# INSTRUCTIONS TO FOLLOW
Pick out and copy each line of the rows below that contains the word "negative".

═══

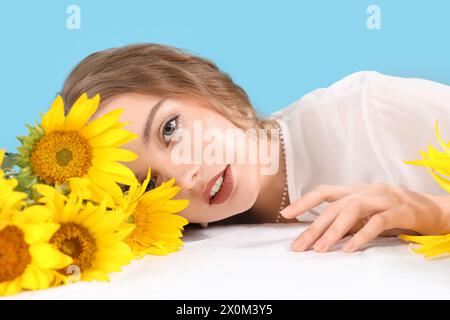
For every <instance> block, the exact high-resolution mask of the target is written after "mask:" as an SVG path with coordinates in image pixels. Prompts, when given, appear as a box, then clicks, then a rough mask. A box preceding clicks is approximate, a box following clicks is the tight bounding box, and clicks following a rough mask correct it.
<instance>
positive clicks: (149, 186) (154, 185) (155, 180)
mask: <svg viewBox="0 0 450 320" xmlns="http://www.w3.org/2000/svg"><path fill="white" fill-rule="evenodd" d="M156 180H157V178H156V177H151V178H150V181H149V182H148V184H147V188H145V191H146V192H147V191H150V190H153V189H155V187H156Z"/></svg>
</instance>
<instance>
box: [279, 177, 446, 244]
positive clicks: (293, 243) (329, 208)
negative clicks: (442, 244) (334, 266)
mask: <svg viewBox="0 0 450 320" xmlns="http://www.w3.org/2000/svg"><path fill="white" fill-rule="evenodd" d="M322 202H330V205H328V207H327V208H326V209H325V210H324V211H323V212H322V213H321V214H320V215H319V216H318V217H317V218H316V219H315V220H314V222H313V223H312V224H311V225H310V226H309V227H308V228H307V229H306V230H305V231H304V232H302V233H301V234H300V236H298V238H297V239H296V240H295V241H294V242H293V244H292V249H293V250H294V251H304V250H307V249H309V248H310V247H311V246H313V247H314V249H315V250H316V251H320V252H326V251H328V250H329V249H330V248H331V247H332V246H333V245H334V244H335V243H336V242H337V241H339V240H340V239H341V238H343V237H345V236H346V235H347V234H349V233H353V232H352V231H357V232H356V234H355V235H354V236H353V237H352V238H351V239H350V240H349V241H347V242H346V243H345V245H344V248H343V249H344V250H345V251H347V252H353V251H356V250H358V249H359V248H361V247H362V246H363V245H364V244H366V243H367V242H369V241H370V240H372V239H374V238H375V237H377V236H379V235H398V234H400V233H406V232H405V230H412V231H415V232H417V233H419V234H435V235H437V234H446V233H450V196H447V195H445V196H442V195H441V196H440V195H428V194H421V193H417V192H413V191H410V190H407V189H403V188H400V187H393V186H389V185H387V184H384V183H374V184H367V183H361V184H356V185H351V186H340V185H320V186H318V187H317V188H315V189H314V190H313V191H311V192H309V193H307V194H305V195H304V196H303V197H301V198H300V199H298V200H297V201H294V202H293V203H292V204H291V205H289V206H288V207H286V208H285V209H284V210H283V211H282V212H281V214H282V215H283V216H284V217H285V218H295V217H296V216H298V215H300V214H302V213H304V212H305V211H307V210H309V209H311V208H314V207H315V206H317V205H319V204H320V203H322Z"/></svg>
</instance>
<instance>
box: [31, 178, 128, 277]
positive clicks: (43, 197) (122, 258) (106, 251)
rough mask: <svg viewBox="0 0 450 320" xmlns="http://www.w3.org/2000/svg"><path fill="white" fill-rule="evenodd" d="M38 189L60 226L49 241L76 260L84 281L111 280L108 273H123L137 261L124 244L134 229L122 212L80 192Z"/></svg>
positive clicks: (73, 264) (41, 186)
mask: <svg viewBox="0 0 450 320" xmlns="http://www.w3.org/2000/svg"><path fill="white" fill-rule="evenodd" d="M34 189H35V191H37V193H38V194H40V195H41V197H40V198H39V200H38V202H39V203H42V204H45V205H46V206H47V207H48V208H49V210H50V211H51V212H52V221H54V222H56V223H58V224H59V225H60V227H59V228H58V230H57V231H56V232H55V233H54V235H53V236H52V237H51V239H50V240H49V242H50V243H51V244H52V245H53V246H54V247H55V248H56V249H58V250H60V251H61V252H62V253H64V254H66V255H68V256H70V257H71V258H72V259H73V265H74V266H76V267H77V268H78V270H77V271H78V272H77V273H79V275H80V279H81V280H87V281H89V280H109V277H108V273H110V272H112V271H120V270H121V267H122V266H124V265H126V264H128V263H129V262H130V261H131V260H132V259H133V257H134V256H133V254H132V252H131V250H130V247H129V246H128V245H127V244H126V243H125V242H124V241H122V240H123V239H124V238H125V237H126V236H127V235H128V234H129V233H130V231H131V230H132V228H133V226H132V225H129V224H124V223H123V220H124V215H123V213H122V212H121V211H120V210H108V209H107V207H106V202H105V201H102V202H101V203H100V204H95V203H92V202H90V201H88V202H86V201H83V198H82V197H80V196H79V194H77V193H73V192H71V193H69V194H68V195H64V194H62V193H60V192H58V191H57V190H56V189H55V188H53V187H50V186H48V185H44V184H37V185H35V186H34ZM61 272H62V273H63V274H64V273H65V272H66V271H65V270H61ZM65 275H66V274H65Z"/></svg>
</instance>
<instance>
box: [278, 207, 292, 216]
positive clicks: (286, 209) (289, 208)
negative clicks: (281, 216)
mask: <svg viewBox="0 0 450 320" xmlns="http://www.w3.org/2000/svg"><path fill="white" fill-rule="evenodd" d="M289 210H290V207H286V208H284V209H283V210H281V211H280V213H281V215H282V216H283V217H285V218H286V216H285V215H286V213H288V212H289Z"/></svg>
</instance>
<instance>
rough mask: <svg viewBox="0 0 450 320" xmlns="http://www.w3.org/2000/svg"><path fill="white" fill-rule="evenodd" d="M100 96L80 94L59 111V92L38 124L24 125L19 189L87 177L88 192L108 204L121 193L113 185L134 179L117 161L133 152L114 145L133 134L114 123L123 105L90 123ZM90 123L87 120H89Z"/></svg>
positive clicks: (22, 141)
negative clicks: (107, 200) (89, 190)
mask: <svg viewBox="0 0 450 320" xmlns="http://www.w3.org/2000/svg"><path fill="white" fill-rule="evenodd" d="M99 101H100V97H99V95H96V96H95V97H94V98H92V99H89V98H88V97H87V94H86V93H84V94H83V95H81V97H79V98H78V99H77V101H76V102H75V103H74V105H73V106H72V108H71V110H70V112H69V114H68V115H67V116H65V115H64V103H63V100H62V98H61V96H58V97H57V98H56V99H55V100H54V102H53V103H52V105H51V107H50V109H49V111H48V112H47V113H46V114H44V115H43V116H42V123H41V124H37V125H36V126H34V127H32V126H28V128H29V131H30V133H29V135H28V136H22V137H19V140H20V141H21V143H22V146H21V147H19V149H18V150H19V153H20V157H19V159H18V161H17V162H18V163H17V164H18V165H19V166H20V167H21V172H20V173H19V174H18V177H17V178H18V180H19V181H20V182H21V188H22V189H23V190H27V189H29V188H30V187H31V186H32V185H33V184H36V183H45V184H49V185H53V186H55V185H60V184H63V183H65V182H66V181H67V180H69V179H71V178H82V177H86V178H88V179H89V180H90V181H91V183H90V189H91V192H92V196H93V197H94V199H95V200H97V201H98V202H100V201H101V200H102V199H104V198H105V197H106V198H107V200H108V203H109V205H112V202H113V199H116V198H117V197H119V196H120V195H121V190H120V187H119V186H118V184H117V183H121V184H125V185H131V184H133V183H136V178H135V176H134V174H133V172H132V171H131V170H130V169H129V168H127V167H126V166H125V165H123V164H121V163H119V161H133V160H135V159H136V158H137V155H136V154H135V153H133V152H131V151H128V150H125V149H121V148H119V147H120V146H121V145H123V144H125V143H127V142H129V141H130V140H132V139H134V138H136V137H137V136H136V135H135V134H133V133H131V132H129V131H127V130H125V129H123V128H122V127H123V126H124V125H125V123H120V122H118V120H119V116H120V114H121V113H122V112H123V110H122V109H116V110H113V111H111V112H110V113H108V114H106V115H104V116H102V117H99V118H97V119H94V120H92V121H89V120H90V118H91V117H92V116H93V115H94V113H95V112H96V111H97V109H98V105H99ZM88 121H89V122H88Z"/></svg>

═══

# RESULT OF THE EXERCISE
negative clicks: (442, 244) (334, 266)
negative clicks: (281, 216)
negative clicks: (107, 200) (89, 190)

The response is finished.